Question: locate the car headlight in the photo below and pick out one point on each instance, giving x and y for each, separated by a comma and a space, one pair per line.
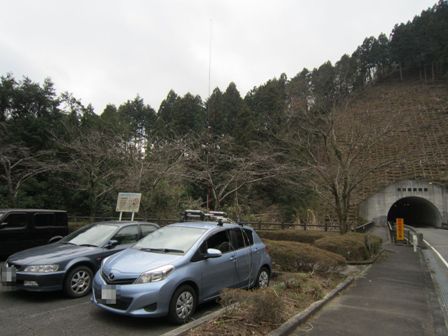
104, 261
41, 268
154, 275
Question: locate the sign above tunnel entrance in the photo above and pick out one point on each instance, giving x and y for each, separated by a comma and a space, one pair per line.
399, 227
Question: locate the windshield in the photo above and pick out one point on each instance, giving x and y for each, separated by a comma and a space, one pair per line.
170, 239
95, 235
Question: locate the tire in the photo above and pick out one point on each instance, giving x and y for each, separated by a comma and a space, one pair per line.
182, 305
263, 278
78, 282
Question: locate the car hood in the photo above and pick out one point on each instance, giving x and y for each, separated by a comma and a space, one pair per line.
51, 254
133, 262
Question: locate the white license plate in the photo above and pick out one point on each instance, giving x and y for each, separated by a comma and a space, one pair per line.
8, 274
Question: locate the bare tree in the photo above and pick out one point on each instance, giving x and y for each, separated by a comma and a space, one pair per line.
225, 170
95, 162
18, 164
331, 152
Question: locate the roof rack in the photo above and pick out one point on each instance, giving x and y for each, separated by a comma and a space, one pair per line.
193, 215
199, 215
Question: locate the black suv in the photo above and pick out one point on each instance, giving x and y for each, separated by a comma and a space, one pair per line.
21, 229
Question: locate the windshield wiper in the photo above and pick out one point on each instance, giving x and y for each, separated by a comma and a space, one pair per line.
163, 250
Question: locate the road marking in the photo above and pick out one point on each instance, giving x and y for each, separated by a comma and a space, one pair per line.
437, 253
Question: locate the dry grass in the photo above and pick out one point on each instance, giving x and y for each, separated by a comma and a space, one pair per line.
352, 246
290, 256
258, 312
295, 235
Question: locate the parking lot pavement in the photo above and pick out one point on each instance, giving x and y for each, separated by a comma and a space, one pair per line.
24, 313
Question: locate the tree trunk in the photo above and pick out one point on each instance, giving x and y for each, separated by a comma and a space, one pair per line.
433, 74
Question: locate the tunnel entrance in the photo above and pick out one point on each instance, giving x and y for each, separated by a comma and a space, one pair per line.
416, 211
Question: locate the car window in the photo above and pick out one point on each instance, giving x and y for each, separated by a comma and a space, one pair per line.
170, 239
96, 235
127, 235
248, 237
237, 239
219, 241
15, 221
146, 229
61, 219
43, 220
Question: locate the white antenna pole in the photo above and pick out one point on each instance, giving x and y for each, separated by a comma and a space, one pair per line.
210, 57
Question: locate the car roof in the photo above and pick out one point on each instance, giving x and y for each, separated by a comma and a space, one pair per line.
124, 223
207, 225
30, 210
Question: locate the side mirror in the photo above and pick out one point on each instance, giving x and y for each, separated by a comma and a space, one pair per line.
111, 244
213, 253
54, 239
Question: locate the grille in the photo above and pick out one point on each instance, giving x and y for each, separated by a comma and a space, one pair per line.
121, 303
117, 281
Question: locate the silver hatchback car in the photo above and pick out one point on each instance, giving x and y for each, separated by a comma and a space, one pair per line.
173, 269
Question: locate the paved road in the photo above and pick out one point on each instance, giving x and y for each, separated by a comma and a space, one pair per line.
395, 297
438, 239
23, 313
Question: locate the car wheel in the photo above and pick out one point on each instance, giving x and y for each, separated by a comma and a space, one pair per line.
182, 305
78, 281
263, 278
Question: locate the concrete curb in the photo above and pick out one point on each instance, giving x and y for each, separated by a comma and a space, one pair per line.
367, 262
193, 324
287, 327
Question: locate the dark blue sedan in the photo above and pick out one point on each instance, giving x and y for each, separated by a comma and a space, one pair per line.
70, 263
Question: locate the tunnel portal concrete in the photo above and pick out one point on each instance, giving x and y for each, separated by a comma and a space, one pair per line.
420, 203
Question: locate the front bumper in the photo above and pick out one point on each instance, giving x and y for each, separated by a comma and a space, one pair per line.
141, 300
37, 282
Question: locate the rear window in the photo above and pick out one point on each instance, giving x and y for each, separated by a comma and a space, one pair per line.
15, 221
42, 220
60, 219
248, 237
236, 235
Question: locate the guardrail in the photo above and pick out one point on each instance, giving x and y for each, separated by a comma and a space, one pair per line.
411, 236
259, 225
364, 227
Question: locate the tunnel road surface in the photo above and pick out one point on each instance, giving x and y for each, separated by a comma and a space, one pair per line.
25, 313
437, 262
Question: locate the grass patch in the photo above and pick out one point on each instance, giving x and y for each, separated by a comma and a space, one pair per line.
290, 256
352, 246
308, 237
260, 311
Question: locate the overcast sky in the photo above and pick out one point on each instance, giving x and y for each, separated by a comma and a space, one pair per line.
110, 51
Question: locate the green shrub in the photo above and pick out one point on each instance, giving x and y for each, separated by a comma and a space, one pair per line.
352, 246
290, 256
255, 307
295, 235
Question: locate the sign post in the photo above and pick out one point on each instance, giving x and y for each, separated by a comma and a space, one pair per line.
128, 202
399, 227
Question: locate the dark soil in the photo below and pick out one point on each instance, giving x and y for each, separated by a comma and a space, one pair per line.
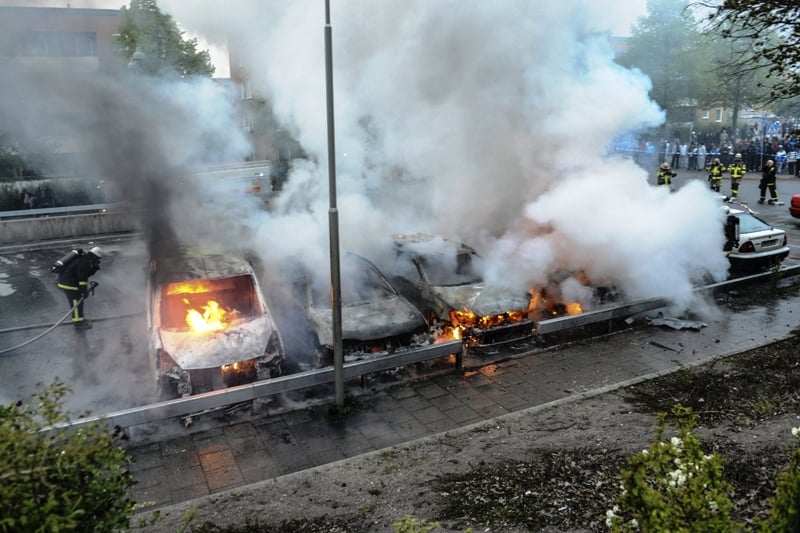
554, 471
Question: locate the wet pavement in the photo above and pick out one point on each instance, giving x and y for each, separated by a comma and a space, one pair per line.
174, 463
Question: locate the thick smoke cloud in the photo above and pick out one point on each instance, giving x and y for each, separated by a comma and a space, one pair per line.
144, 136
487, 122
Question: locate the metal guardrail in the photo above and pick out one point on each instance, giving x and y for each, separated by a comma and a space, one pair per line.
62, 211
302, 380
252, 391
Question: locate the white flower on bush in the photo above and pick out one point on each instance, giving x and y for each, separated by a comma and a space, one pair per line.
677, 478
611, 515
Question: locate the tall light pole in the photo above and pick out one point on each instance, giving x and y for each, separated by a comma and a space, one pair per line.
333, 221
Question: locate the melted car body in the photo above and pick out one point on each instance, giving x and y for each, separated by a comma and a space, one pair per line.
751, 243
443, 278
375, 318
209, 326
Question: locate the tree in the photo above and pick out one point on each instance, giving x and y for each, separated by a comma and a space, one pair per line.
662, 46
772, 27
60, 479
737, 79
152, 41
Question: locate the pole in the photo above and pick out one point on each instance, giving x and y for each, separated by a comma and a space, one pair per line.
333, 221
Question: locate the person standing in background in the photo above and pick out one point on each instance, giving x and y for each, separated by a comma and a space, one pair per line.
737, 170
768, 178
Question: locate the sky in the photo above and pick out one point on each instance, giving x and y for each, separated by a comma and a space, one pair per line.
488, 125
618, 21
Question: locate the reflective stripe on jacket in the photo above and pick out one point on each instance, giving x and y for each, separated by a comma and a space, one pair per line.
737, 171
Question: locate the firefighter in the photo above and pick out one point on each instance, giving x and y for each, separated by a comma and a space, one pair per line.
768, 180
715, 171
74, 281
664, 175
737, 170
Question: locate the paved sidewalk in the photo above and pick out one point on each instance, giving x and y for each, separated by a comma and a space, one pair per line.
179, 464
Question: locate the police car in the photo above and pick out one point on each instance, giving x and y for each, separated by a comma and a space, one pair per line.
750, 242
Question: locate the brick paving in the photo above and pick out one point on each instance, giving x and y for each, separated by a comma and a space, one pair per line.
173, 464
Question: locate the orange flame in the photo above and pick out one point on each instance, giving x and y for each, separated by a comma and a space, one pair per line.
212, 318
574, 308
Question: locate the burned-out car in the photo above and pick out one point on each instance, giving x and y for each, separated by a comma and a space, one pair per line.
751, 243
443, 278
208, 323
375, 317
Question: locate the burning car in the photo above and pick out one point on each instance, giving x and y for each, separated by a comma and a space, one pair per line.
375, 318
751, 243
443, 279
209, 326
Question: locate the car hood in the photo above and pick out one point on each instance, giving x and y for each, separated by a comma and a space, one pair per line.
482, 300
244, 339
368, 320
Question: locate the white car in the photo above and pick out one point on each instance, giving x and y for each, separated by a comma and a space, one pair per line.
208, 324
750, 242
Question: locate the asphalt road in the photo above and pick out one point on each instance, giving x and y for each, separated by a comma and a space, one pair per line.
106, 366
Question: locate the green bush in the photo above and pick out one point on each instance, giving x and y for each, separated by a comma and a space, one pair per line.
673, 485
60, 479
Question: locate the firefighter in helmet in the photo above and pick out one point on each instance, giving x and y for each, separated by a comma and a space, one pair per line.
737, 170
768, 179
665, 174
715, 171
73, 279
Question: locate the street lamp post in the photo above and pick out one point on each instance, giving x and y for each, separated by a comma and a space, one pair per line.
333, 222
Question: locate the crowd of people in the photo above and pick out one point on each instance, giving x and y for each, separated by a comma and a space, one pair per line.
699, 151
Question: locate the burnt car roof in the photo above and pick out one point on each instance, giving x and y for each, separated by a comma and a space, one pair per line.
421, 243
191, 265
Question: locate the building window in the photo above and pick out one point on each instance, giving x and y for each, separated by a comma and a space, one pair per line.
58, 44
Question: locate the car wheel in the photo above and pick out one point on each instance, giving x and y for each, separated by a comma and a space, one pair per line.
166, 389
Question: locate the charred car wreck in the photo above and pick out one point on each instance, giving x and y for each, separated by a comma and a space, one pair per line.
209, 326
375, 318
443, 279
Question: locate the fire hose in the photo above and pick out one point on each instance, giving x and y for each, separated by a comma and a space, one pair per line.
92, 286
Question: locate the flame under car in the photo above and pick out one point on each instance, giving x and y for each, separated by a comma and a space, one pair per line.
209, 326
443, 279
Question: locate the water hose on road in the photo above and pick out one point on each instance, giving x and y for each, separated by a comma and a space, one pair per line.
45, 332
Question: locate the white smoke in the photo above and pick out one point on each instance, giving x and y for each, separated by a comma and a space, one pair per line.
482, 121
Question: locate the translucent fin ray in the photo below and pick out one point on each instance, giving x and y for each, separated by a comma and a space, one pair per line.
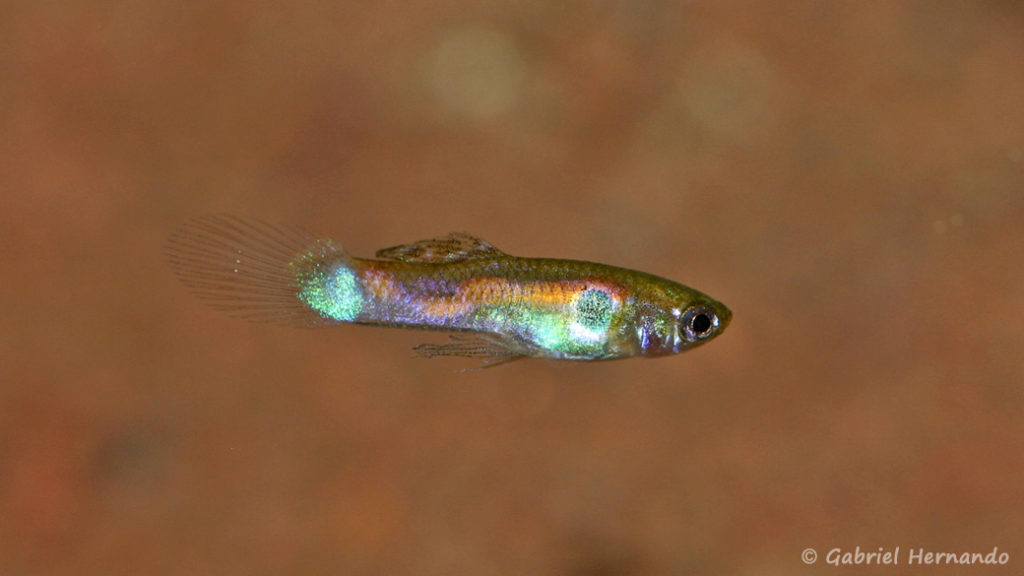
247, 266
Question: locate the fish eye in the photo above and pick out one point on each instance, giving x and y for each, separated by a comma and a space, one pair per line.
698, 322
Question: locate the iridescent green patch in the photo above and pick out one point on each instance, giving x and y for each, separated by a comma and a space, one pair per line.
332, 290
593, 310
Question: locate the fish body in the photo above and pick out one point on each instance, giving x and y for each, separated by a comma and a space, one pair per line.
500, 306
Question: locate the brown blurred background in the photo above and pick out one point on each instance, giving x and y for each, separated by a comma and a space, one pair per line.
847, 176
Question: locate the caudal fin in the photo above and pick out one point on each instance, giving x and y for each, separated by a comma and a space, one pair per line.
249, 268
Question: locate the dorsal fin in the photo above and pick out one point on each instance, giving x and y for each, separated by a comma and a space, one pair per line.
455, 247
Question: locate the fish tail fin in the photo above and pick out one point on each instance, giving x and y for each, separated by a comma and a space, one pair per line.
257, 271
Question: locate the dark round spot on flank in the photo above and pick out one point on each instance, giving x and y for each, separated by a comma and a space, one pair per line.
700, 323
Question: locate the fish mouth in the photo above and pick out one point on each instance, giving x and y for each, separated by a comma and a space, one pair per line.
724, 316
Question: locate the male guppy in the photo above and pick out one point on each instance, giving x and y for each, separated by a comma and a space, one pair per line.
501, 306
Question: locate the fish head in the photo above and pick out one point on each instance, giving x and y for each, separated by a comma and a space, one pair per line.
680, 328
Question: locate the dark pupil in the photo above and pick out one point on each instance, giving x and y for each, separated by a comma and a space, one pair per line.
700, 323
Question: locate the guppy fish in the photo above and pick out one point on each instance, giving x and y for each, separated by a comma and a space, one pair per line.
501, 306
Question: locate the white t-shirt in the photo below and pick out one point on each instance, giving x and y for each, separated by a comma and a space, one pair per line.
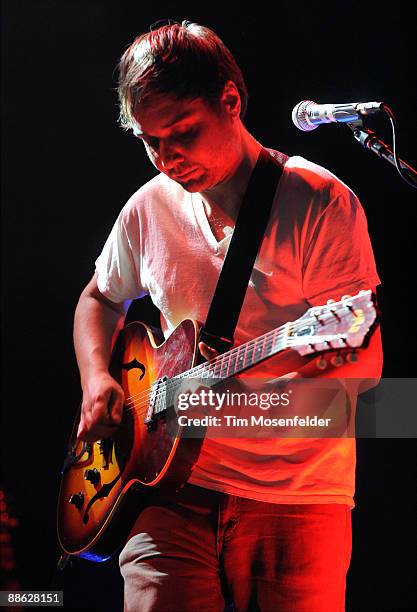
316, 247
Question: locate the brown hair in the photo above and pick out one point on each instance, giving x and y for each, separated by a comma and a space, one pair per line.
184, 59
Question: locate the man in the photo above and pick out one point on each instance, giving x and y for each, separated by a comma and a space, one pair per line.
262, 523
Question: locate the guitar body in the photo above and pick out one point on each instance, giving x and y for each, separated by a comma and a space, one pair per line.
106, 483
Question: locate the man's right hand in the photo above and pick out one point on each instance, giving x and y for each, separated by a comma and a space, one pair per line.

- - -

_Given request_
The lines to be quoted run from the line containing "Question: locate the white t-shirt" through the end of the entries above, both included; quote them exactly and leave out any pictures.

_Full response_
Question: locate the white t-shirt in the photo below and pick out one point on each instance, giving x and y for each, separated by a comma and a space, one pair per line.
316, 247
Question: locate the brown hair in the photo above and pick out one point on each instance, giving x and y for each, separated by a comma and a space, one pair per line.
184, 59
Question: locate the man in the photo above and pick out one point on each instance, giving x and y for each, separated by a comma and a space, one pair per line.
262, 523
Question: locate the guitar body in the photo above and pick out one point on each instance, giving x and y for each, separated by a comma and a space, one pair per line.
106, 483
Question: locate the man's right hand in the photo above and pick out one point on each instance, giving x and y for each, separated by a comma and a space, one pair per line.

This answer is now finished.